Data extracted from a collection

- Opening Delimiter -

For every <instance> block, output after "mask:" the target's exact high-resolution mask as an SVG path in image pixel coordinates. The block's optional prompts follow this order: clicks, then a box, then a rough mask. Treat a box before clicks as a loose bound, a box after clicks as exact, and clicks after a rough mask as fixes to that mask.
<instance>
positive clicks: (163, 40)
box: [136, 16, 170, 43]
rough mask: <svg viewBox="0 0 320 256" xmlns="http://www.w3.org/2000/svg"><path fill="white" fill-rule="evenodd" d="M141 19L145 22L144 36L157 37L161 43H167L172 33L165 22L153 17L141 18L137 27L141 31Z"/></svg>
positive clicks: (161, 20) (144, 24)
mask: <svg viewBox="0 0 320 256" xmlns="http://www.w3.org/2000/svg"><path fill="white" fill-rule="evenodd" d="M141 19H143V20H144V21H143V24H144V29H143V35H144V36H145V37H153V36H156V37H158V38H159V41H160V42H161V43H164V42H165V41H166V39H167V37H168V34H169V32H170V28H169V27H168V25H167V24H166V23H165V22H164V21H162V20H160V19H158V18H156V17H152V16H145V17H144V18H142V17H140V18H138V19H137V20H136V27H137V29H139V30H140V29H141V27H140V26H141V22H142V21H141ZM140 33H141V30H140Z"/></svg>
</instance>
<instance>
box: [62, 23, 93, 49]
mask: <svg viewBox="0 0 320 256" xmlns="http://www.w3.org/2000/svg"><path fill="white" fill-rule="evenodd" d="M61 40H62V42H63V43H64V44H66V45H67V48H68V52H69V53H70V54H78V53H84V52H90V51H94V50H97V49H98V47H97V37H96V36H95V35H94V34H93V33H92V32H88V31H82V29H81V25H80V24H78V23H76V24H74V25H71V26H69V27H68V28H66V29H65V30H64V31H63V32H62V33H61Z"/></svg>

- Closing Delimiter -

* **Task to complete**
All records shown above need to be written out again verbatim.

* **Expected answer**
For every <instance> block, output after "mask:" the target's exact high-resolution mask as an SVG path in image pixel coordinates. The block's optional prompts follow this order: clicks, then a box, then a rough mask. Treat a box before clicks as a loose bound, a box after clicks as exact, and clicks after a rough mask as fixes to that mask.
<instance>
positive clicks: (163, 40)
box: [136, 16, 170, 43]
rough mask: <svg viewBox="0 0 320 256" xmlns="http://www.w3.org/2000/svg"><path fill="white" fill-rule="evenodd" d="M141 19L145 22L144 36L157 37L161 43H167L172 33L165 22L153 17L141 18L137 27L141 31Z"/></svg>
positive clicks: (161, 20) (144, 24)
mask: <svg viewBox="0 0 320 256" xmlns="http://www.w3.org/2000/svg"><path fill="white" fill-rule="evenodd" d="M141 19H143V20H144V21H143V24H144V29H143V35H144V36H145V37H153V36H156V37H158V38H159V41H160V42H161V43H164V42H165V41H166V39H167V37H168V34H169V32H170V28H169V27H168V25H167V24H166V23H165V22H164V21H162V20H160V19H158V18H156V17H152V16H145V17H144V18H142V17H140V18H138V19H137V20H136V27H137V29H139V30H140V29H141V27H140V26H141V22H142V21H141ZM140 33H141V30H140Z"/></svg>
</instance>
<instance>
box: [62, 23, 93, 49]
mask: <svg viewBox="0 0 320 256" xmlns="http://www.w3.org/2000/svg"><path fill="white" fill-rule="evenodd" d="M61 40H62V42H63V43H64V44H66V45H67V48H68V52H69V53H70V54H78V53H84V52H90V51H94V50H97V49H98V47H97V37H96V36H95V35H94V34H93V33H92V32H88V31H82V29H81V25H80V24H78V23H76V24H74V25H71V26H69V27H68V28H66V29H65V30H64V31H63V32H62V33H61Z"/></svg>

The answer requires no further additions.